Records drawn from a dataset

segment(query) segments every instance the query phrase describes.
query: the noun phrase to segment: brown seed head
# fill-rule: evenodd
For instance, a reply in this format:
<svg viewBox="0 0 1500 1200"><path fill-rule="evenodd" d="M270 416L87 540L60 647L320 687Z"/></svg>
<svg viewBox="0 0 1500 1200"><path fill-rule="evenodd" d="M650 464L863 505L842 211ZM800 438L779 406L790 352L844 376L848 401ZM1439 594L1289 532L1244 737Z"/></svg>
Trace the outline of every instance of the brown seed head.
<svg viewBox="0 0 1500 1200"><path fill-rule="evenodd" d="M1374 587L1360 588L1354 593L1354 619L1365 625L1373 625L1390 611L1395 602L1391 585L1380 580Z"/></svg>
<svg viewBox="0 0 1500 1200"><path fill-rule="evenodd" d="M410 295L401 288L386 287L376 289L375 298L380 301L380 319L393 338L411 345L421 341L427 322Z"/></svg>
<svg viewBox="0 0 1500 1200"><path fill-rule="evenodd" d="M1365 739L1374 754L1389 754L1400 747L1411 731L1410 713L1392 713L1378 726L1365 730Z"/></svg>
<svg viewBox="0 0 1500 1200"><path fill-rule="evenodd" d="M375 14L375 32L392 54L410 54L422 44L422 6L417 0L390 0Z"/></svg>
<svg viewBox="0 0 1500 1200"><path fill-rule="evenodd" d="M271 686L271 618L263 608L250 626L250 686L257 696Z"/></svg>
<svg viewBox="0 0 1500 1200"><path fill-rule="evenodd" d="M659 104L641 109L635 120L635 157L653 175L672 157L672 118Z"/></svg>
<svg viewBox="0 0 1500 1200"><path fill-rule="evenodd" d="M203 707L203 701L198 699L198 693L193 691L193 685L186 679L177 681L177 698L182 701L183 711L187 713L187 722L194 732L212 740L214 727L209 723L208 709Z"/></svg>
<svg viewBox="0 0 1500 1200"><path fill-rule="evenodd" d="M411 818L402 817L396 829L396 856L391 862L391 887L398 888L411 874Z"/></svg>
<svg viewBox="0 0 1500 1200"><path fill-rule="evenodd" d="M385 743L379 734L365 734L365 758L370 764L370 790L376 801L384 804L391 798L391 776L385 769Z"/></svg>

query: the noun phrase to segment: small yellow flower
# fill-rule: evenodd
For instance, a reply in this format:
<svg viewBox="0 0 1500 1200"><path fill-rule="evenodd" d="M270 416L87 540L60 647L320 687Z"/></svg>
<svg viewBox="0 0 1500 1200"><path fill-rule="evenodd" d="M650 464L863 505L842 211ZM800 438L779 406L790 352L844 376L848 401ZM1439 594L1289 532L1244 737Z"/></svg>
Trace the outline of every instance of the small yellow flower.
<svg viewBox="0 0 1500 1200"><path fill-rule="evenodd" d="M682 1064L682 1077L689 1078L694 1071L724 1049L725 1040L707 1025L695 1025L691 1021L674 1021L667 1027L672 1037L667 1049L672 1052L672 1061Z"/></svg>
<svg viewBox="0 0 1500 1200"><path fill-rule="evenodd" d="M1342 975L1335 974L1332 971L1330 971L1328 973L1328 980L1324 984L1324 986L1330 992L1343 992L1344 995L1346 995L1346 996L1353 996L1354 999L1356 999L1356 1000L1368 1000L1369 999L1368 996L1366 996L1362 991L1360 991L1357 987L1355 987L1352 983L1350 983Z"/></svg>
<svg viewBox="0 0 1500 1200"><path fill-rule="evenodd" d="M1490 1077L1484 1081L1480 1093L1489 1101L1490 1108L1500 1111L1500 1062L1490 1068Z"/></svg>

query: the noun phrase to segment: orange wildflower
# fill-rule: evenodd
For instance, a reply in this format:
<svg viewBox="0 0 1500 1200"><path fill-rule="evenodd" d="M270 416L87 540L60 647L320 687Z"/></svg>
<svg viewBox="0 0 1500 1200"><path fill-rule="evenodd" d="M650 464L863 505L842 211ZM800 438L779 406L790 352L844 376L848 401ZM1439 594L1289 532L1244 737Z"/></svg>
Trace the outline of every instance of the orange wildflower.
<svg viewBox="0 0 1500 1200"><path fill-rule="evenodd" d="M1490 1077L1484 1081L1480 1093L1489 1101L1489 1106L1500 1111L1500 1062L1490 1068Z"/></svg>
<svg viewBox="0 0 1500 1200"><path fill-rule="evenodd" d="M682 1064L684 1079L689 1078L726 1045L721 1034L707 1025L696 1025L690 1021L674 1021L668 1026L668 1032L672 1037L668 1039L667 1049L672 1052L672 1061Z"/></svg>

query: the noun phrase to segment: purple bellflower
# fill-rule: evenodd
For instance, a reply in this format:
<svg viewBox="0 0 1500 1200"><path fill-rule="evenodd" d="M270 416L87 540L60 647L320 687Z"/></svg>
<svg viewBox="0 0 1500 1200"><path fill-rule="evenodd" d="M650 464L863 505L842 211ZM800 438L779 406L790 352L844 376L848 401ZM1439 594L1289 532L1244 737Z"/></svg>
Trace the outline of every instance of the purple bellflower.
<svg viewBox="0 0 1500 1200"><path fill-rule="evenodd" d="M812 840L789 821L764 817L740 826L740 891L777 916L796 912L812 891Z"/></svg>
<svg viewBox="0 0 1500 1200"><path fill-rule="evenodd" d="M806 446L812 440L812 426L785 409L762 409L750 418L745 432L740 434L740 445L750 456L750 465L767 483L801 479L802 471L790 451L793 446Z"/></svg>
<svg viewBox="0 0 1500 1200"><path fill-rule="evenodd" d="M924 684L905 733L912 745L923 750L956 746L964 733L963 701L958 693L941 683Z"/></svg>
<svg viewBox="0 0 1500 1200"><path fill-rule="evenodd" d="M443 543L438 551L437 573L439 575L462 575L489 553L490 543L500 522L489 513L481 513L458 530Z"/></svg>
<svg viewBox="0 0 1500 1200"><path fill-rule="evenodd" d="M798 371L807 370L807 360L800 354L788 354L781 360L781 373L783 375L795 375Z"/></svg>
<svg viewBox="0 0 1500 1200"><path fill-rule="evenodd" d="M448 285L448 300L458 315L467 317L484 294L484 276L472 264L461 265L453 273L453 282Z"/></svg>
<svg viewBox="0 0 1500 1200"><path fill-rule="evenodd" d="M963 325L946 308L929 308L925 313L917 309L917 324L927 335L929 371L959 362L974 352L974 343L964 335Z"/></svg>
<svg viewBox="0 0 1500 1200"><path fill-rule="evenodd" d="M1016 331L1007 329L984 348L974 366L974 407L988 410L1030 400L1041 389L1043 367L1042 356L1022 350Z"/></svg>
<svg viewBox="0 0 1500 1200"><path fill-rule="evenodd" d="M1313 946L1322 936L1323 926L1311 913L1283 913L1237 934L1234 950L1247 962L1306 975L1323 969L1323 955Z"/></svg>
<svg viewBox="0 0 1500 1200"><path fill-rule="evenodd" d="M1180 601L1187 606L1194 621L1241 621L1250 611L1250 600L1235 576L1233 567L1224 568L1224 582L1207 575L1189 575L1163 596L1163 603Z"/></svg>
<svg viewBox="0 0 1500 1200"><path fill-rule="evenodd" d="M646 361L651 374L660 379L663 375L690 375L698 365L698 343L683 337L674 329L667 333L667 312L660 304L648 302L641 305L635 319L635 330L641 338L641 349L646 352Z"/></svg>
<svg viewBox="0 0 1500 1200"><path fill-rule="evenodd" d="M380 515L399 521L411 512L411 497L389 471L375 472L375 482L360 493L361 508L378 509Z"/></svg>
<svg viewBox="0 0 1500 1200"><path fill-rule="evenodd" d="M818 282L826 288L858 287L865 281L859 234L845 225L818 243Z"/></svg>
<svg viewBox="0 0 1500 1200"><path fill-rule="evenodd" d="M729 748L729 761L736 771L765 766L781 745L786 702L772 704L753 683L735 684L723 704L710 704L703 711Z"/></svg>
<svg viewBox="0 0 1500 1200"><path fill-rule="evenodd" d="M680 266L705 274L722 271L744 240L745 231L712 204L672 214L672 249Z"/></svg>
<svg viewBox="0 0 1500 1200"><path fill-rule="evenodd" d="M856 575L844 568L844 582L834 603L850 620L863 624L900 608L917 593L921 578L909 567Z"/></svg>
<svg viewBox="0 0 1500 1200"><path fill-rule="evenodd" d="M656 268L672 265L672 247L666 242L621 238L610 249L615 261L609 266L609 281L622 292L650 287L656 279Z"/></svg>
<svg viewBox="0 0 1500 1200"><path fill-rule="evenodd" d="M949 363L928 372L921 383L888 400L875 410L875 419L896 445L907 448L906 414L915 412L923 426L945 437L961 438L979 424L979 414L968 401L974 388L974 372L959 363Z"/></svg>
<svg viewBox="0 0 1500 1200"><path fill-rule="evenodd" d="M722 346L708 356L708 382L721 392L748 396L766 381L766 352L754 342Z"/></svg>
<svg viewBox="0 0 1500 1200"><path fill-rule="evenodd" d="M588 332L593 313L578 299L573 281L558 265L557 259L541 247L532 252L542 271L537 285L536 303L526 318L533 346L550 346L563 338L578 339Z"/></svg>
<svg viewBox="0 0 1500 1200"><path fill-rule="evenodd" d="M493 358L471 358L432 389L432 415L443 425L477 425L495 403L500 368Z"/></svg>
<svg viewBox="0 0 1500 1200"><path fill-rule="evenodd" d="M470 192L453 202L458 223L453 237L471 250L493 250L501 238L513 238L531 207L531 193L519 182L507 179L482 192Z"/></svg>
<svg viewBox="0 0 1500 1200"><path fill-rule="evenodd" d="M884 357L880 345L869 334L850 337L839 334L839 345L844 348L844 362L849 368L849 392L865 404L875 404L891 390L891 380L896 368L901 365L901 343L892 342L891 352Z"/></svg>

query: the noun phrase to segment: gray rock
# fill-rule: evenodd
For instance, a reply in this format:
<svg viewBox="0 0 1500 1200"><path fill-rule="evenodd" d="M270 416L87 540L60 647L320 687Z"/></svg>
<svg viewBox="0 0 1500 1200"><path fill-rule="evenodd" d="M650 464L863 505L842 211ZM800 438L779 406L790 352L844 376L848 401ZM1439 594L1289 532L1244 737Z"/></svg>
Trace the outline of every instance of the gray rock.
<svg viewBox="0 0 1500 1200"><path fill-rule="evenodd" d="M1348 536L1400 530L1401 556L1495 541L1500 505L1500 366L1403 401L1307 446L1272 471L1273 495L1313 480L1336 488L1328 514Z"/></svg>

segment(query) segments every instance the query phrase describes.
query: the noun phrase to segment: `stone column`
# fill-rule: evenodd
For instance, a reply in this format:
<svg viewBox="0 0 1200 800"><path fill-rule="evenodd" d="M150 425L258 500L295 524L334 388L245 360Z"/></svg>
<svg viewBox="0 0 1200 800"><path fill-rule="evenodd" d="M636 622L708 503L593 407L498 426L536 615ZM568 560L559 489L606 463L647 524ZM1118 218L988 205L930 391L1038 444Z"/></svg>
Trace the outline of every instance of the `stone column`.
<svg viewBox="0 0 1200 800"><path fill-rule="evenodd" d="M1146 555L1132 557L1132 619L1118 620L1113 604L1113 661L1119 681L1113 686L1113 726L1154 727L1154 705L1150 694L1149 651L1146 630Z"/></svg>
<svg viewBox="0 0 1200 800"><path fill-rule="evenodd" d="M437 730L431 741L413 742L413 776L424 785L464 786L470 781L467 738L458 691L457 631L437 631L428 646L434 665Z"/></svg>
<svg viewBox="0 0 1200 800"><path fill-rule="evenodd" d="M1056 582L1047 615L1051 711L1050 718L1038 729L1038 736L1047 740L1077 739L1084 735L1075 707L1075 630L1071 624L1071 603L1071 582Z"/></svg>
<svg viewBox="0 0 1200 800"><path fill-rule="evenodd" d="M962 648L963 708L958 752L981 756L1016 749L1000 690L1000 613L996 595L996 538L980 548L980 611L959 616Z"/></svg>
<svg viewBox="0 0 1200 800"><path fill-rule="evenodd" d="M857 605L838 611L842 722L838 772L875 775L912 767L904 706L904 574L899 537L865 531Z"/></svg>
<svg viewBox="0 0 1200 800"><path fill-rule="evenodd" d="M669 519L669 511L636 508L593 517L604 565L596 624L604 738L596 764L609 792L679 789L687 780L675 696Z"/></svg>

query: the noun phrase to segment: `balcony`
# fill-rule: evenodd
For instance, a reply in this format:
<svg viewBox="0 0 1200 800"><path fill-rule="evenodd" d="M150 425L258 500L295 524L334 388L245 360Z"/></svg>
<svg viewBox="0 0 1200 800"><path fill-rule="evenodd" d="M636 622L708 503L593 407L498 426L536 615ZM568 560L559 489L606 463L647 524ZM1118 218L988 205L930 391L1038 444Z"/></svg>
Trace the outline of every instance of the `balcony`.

» The task
Count the lines above in which the string "phrase" occurs. Give that number and nothing else.

» Task result
9